Thick as a Manhattan phone book and as confusing as a set of IKEA assembly instructions, the NCAA rules manual is a publication filled with contradictions.
Among the most confounding are regulations that could render an athlete ineligible for accepting a free lunch yet allow postseason football bowls to lavish that same player with up to $550 in gifts just for being selected to play in their games.
At least some of the hypocrisy was eliminated last summer when the NCAA Council adopted legislation that allows college athletes to monetize their name, image and likeness. It’s a change bowl committees have quickly embraced by finding creative new ways to compensate their participants while also promoting both their events, as well as those of their corporate sponsors.
“NIL has created unique promotional opportunities for bowl games to work alongside college athletes,” said Blake Lawrence, CEO of Opendorse, a third-party company that works to enhance the endorsement value of those athletes. “The players are the most relevant, influential ambassadors available to these games.”
Each of the 43 Division I postseason games sanctioned by the NCAA this year continue to reward their participants with a variety of swag, ranging from shirts and hats with the bowl’s logo on them to gift suites stocked with popular electronics.
Some, however, have gone even further thanks to the latitude afforded them by NIL.
Charlotte’s Duke’s Mayo Bowl, for instance, has announced a program that will compensate selected members of the two participating teams — North Carolina and South Carolina — to tell the story of their experience leading up to the game at Bank of America Stadium on Dec. 30.
In addition to documenting sponsored team activities such as the traditional ride-along at Charlotte Motor Speedway and a shopping spree at Belk’s flagship store in SouthPark Mall, the players will also use their social media accounts to promote the title sponsor and the bowl.
Afterward, a member of the winning team — not necessarily the game MVP — will be offered a $5,000 contract as a “Duke’s Mayo Bowl Ambassador” to continue telling the story of the event into the offseason.

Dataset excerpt
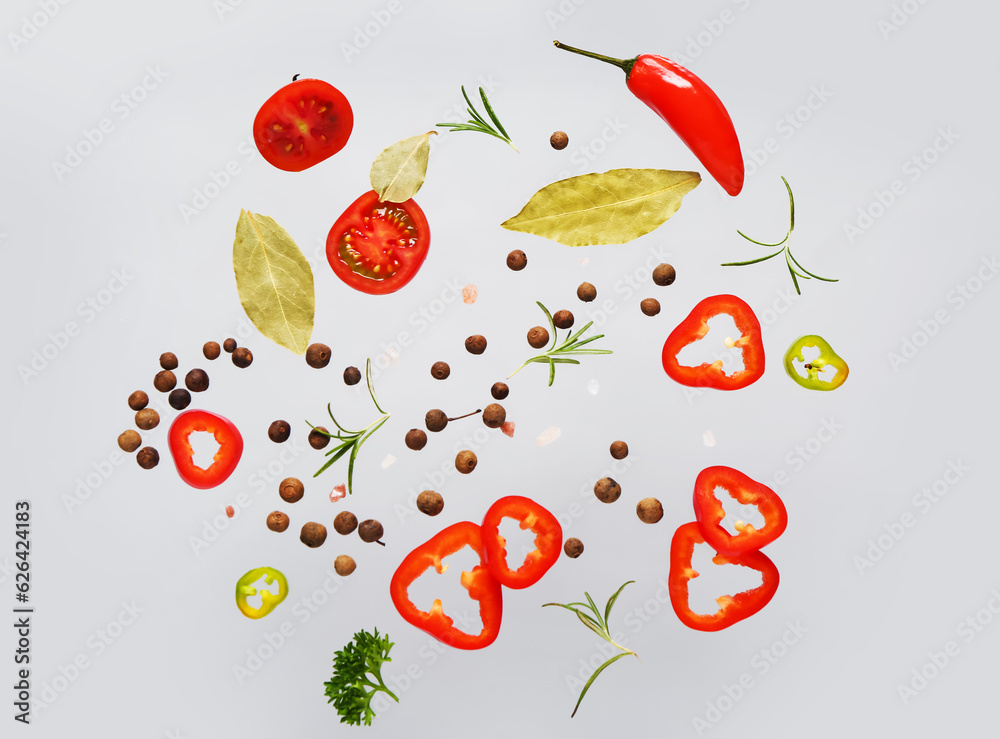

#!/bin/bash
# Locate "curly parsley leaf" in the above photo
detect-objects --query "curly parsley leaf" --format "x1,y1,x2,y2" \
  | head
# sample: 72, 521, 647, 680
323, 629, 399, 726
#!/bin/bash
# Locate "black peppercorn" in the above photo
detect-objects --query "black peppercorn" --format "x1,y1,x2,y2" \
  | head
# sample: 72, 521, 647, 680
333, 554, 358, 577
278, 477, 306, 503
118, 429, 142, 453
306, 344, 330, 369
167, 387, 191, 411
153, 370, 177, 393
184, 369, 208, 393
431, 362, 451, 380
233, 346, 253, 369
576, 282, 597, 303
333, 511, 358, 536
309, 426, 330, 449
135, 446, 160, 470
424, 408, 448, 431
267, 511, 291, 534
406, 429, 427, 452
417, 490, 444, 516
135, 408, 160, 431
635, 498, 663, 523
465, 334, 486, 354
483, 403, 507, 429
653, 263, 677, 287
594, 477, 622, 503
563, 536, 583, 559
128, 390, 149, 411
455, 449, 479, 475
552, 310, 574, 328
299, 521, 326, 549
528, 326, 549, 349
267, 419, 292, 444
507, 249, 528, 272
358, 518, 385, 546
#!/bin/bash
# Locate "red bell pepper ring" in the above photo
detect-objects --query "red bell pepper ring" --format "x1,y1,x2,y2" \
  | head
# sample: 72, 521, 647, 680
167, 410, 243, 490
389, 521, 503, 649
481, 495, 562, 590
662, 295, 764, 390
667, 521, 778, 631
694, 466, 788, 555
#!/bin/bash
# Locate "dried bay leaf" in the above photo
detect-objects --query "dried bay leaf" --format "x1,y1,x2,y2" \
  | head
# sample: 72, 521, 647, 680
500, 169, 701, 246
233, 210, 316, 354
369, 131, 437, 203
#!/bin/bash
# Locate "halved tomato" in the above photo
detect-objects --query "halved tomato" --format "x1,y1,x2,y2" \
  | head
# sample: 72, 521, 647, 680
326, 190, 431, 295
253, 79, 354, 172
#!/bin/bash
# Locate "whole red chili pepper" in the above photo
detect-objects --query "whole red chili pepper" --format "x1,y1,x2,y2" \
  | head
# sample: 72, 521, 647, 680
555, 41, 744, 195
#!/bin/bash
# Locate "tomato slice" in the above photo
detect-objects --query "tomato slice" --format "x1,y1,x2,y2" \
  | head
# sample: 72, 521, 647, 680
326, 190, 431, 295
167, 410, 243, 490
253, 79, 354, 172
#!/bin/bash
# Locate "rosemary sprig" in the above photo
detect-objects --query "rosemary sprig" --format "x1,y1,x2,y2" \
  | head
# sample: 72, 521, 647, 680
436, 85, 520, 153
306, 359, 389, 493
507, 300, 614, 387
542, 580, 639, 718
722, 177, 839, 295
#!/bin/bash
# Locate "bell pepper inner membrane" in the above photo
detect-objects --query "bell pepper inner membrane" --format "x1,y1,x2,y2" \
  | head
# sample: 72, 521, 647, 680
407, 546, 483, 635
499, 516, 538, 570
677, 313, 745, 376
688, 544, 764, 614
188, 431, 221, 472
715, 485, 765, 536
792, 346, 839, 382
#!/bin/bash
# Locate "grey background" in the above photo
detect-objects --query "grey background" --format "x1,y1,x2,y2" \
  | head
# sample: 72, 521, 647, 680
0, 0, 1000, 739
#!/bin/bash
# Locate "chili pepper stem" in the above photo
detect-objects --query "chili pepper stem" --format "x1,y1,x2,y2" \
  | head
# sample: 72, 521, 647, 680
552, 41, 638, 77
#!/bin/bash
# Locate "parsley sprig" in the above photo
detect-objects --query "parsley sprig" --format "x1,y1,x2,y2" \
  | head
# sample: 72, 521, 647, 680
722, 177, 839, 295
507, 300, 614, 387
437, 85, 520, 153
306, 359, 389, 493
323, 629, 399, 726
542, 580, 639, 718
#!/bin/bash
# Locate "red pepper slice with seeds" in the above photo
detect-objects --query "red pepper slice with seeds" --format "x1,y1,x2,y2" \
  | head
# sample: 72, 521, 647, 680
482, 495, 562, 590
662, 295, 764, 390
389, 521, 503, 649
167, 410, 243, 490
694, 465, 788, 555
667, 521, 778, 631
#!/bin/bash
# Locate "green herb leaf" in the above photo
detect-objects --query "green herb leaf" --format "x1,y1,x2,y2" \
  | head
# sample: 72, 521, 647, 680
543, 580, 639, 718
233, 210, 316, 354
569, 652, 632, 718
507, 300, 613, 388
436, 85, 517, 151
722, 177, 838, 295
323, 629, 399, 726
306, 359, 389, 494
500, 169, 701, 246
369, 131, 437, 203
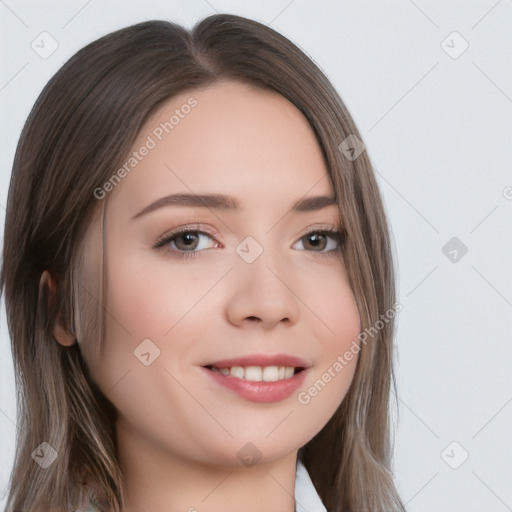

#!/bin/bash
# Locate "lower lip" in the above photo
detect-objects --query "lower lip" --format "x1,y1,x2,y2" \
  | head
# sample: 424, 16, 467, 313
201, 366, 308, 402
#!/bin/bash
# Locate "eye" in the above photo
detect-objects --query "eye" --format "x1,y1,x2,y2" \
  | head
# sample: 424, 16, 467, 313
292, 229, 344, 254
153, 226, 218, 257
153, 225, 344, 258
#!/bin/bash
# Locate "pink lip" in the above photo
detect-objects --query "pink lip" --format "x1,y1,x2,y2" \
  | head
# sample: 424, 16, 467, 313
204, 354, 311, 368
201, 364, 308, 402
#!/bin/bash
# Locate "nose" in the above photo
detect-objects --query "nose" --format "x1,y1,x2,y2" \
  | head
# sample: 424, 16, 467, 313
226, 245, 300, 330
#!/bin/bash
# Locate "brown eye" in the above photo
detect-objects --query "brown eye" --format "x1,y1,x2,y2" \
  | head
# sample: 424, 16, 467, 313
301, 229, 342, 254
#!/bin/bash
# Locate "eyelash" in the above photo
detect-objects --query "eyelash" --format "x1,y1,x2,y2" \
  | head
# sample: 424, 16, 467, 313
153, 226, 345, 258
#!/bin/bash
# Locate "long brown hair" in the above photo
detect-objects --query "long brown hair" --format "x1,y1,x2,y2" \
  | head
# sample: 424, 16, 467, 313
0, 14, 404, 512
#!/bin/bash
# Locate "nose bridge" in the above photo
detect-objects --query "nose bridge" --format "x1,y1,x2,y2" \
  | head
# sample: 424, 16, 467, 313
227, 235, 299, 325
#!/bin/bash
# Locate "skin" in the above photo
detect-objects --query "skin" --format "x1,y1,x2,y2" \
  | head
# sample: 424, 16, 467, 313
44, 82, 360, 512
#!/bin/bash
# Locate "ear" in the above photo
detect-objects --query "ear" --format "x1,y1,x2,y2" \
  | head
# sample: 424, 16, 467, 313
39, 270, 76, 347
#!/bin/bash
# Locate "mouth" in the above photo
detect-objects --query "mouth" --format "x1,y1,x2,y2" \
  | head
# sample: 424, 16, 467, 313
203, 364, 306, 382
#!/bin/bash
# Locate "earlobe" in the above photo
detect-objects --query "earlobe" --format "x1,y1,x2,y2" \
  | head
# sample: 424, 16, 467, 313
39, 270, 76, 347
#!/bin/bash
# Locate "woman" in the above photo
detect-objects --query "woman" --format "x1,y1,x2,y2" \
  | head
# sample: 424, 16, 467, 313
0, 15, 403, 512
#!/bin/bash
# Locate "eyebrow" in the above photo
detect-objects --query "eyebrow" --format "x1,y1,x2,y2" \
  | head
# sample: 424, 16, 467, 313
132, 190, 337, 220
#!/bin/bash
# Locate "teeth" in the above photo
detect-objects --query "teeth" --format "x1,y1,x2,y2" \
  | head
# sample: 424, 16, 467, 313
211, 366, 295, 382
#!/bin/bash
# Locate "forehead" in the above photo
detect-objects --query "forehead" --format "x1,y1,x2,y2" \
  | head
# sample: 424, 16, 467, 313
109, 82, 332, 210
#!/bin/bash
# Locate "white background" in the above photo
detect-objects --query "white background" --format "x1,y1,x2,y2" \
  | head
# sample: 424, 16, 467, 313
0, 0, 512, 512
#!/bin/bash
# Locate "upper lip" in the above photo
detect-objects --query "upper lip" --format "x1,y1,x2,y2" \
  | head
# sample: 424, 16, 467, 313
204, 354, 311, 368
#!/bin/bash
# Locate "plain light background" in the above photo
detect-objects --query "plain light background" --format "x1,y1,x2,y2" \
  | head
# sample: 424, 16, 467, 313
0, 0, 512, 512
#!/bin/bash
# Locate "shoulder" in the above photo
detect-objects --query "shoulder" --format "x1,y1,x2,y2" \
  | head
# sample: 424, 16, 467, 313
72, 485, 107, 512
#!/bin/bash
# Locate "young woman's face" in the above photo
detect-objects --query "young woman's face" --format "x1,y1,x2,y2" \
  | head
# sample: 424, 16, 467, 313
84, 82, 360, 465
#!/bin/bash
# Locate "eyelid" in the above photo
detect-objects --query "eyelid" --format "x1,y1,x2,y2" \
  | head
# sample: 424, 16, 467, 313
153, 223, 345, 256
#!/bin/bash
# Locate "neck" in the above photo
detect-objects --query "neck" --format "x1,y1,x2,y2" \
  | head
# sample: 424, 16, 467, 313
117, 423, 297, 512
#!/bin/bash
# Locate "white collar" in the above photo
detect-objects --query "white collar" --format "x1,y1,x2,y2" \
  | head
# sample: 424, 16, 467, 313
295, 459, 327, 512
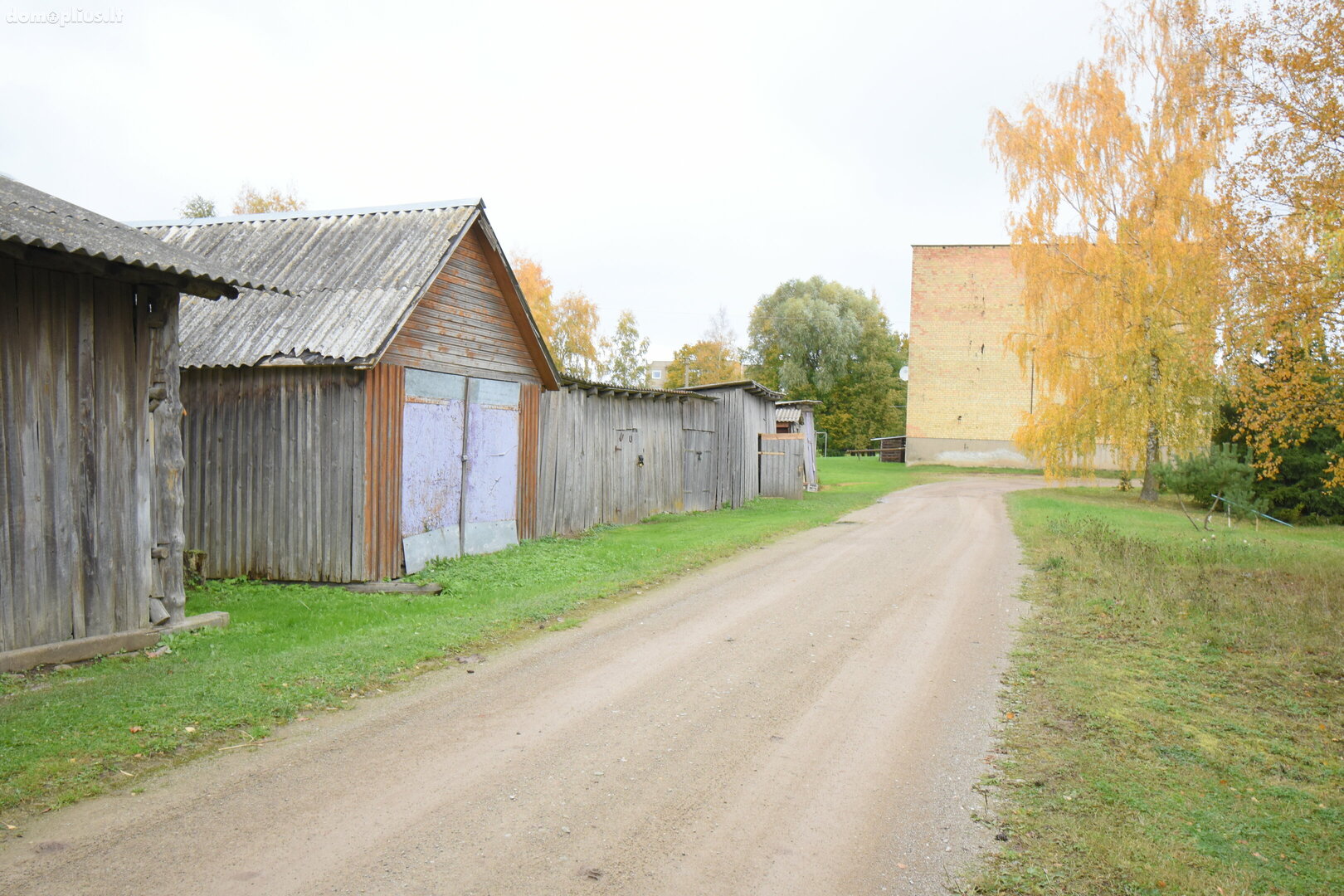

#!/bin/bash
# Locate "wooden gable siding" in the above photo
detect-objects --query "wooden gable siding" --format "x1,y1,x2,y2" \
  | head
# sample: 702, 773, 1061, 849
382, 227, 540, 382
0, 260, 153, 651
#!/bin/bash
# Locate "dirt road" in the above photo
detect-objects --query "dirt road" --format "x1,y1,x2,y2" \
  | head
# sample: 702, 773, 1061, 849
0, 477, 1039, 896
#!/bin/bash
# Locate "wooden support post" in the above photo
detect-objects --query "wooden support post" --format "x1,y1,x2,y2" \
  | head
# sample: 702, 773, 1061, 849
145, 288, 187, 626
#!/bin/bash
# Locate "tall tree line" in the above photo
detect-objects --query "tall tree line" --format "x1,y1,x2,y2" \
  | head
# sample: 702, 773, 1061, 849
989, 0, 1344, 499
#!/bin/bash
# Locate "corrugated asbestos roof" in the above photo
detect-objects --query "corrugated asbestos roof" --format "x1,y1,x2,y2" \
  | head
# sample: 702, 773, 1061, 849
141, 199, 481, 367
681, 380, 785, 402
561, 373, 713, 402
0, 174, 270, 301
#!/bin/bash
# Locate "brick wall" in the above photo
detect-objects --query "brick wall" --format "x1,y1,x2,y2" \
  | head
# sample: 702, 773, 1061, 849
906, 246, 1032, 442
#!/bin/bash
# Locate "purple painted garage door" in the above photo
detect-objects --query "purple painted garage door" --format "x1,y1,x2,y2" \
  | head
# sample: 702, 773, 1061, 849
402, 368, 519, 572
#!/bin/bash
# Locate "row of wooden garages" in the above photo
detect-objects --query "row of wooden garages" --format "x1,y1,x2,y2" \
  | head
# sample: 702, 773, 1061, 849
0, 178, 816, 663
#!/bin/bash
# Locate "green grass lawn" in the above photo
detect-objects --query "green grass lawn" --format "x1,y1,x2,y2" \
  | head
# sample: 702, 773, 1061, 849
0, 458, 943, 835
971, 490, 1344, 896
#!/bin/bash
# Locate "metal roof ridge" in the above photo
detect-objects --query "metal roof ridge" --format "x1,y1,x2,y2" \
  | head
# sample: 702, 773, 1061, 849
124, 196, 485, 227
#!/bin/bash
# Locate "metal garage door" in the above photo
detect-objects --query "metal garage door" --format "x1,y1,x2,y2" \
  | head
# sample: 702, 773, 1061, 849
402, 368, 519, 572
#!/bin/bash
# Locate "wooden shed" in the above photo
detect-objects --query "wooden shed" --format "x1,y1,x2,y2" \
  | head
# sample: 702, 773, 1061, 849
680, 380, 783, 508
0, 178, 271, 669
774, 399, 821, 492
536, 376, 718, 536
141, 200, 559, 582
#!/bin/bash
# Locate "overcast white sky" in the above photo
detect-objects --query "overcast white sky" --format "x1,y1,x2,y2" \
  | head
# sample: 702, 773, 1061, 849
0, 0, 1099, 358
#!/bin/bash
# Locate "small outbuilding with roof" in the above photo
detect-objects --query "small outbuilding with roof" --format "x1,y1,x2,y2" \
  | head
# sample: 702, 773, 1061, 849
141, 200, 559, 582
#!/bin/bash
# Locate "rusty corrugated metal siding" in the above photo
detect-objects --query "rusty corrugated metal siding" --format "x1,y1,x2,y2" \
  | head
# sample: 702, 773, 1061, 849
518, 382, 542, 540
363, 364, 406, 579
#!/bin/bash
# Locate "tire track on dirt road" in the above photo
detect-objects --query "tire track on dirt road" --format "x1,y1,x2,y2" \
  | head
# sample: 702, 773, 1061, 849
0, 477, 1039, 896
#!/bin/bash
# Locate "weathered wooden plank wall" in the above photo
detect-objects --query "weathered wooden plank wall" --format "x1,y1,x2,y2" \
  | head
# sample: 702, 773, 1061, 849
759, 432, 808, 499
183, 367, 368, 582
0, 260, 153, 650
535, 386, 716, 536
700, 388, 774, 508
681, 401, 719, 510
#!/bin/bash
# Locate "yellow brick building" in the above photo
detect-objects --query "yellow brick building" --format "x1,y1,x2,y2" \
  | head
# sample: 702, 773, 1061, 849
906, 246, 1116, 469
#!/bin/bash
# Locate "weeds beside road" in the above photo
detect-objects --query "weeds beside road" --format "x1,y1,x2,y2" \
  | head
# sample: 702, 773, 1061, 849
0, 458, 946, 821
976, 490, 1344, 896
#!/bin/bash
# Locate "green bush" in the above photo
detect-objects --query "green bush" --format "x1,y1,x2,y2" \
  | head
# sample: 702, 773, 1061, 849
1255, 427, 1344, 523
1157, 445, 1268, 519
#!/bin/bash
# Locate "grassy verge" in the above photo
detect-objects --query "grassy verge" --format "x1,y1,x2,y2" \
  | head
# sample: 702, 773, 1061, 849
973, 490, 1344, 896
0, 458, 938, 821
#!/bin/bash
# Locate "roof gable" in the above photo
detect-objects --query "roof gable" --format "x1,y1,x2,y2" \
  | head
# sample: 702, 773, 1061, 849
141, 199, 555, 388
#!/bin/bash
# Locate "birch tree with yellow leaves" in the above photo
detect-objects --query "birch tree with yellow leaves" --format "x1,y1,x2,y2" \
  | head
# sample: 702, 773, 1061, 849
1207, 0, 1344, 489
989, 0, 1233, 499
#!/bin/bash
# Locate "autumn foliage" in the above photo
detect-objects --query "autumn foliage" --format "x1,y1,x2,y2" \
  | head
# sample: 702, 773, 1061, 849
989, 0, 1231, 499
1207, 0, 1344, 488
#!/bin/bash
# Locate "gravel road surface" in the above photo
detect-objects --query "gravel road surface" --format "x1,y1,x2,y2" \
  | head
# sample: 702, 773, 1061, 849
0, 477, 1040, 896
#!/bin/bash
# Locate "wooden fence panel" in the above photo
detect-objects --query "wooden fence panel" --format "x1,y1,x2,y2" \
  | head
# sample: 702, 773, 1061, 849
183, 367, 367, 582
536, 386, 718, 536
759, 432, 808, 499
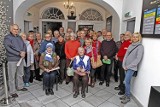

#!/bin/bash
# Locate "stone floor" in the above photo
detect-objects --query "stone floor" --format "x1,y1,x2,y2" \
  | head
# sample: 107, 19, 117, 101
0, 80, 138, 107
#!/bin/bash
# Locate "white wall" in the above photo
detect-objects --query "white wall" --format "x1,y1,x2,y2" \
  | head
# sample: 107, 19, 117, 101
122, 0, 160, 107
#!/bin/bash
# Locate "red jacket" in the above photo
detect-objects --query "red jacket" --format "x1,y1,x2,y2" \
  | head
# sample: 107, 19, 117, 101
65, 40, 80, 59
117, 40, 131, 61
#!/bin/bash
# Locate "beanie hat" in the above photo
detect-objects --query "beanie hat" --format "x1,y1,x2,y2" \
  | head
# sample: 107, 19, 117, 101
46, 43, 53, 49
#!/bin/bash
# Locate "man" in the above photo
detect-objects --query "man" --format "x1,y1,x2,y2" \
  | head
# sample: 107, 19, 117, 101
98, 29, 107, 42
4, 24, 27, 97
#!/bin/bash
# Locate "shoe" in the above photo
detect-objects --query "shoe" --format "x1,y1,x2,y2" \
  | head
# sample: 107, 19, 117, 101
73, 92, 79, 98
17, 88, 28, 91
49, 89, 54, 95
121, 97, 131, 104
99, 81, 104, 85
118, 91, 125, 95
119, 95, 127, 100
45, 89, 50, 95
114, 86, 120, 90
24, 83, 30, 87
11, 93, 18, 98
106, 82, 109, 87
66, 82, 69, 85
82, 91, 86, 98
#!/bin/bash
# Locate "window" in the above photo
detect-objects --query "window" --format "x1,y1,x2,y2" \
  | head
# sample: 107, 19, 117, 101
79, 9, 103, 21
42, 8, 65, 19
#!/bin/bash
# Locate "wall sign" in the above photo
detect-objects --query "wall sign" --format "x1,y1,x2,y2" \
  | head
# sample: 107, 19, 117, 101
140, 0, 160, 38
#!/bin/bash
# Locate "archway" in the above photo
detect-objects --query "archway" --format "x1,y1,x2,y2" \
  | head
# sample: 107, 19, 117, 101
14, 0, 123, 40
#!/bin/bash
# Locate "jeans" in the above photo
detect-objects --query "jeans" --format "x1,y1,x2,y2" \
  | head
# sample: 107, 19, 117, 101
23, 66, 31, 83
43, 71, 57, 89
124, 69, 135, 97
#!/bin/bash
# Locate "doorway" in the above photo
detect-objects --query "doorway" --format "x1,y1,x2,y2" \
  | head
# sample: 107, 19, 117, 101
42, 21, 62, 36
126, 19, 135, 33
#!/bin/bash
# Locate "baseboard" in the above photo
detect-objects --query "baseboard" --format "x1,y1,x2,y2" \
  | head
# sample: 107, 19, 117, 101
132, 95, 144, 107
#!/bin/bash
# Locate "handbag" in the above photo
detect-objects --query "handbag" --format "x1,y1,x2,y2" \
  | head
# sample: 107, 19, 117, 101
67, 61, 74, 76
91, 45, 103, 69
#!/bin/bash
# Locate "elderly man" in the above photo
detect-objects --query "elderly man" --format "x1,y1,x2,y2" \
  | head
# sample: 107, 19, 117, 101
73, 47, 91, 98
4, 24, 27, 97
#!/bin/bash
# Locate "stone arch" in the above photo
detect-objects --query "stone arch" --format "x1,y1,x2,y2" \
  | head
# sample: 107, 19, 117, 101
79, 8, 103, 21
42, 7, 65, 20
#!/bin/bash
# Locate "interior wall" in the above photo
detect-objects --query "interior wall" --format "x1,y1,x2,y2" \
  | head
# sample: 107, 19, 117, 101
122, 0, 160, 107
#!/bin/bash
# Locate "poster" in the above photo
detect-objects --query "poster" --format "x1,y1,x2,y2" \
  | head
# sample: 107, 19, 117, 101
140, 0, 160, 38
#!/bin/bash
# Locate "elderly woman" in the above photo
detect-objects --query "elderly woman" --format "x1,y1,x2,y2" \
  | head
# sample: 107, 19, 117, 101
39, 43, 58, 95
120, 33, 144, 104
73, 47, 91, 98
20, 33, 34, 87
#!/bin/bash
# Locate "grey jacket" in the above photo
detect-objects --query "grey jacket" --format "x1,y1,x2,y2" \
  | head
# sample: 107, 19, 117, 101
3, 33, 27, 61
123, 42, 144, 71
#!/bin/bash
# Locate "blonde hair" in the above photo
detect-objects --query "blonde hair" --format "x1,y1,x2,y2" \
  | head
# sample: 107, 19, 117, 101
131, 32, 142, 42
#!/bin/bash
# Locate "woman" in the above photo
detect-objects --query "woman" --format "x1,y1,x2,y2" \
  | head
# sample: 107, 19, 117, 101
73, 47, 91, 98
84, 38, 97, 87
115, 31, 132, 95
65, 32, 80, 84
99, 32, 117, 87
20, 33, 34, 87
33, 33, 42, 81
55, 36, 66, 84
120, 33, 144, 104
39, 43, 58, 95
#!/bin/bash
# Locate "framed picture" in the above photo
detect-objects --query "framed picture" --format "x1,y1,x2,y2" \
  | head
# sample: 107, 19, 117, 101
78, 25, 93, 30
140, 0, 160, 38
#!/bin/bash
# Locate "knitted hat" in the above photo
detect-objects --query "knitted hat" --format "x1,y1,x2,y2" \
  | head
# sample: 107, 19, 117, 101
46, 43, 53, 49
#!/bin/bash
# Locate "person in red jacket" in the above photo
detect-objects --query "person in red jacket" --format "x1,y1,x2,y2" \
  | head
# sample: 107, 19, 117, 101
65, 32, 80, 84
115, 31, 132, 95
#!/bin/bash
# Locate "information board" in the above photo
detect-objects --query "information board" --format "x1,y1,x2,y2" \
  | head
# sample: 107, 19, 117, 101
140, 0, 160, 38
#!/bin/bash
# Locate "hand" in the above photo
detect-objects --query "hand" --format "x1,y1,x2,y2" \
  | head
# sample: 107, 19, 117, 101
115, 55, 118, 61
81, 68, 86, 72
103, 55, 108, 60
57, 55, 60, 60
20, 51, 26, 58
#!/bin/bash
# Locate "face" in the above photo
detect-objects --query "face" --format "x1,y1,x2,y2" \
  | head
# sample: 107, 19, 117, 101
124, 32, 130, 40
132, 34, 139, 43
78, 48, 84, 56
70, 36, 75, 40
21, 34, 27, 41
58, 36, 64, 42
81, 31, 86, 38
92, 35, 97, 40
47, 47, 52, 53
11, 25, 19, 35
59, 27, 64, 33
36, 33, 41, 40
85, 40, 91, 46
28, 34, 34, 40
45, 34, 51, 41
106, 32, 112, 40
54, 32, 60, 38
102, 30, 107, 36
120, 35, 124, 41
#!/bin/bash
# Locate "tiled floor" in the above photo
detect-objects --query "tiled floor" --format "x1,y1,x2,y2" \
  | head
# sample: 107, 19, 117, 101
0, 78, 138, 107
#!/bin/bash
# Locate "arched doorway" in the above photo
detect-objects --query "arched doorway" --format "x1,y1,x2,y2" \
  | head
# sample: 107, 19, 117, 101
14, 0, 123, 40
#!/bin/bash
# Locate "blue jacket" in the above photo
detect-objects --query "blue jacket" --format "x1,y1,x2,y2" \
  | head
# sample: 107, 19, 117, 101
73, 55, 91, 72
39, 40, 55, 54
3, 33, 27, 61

* _Instructions for the task_: Reproduce word for word the stretch of the article on bowl games and player endorsements from "In addition to" through "and the bowl.".

* _Task response_:
In addition to documenting sponsored team activities such as the traditional ride-along at Charlotte Motor Speedway and a shopping spree at Belk’s flagship store in SouthPark Mall, the players will also use their social media accounts to promote the title sponsor and the bowl.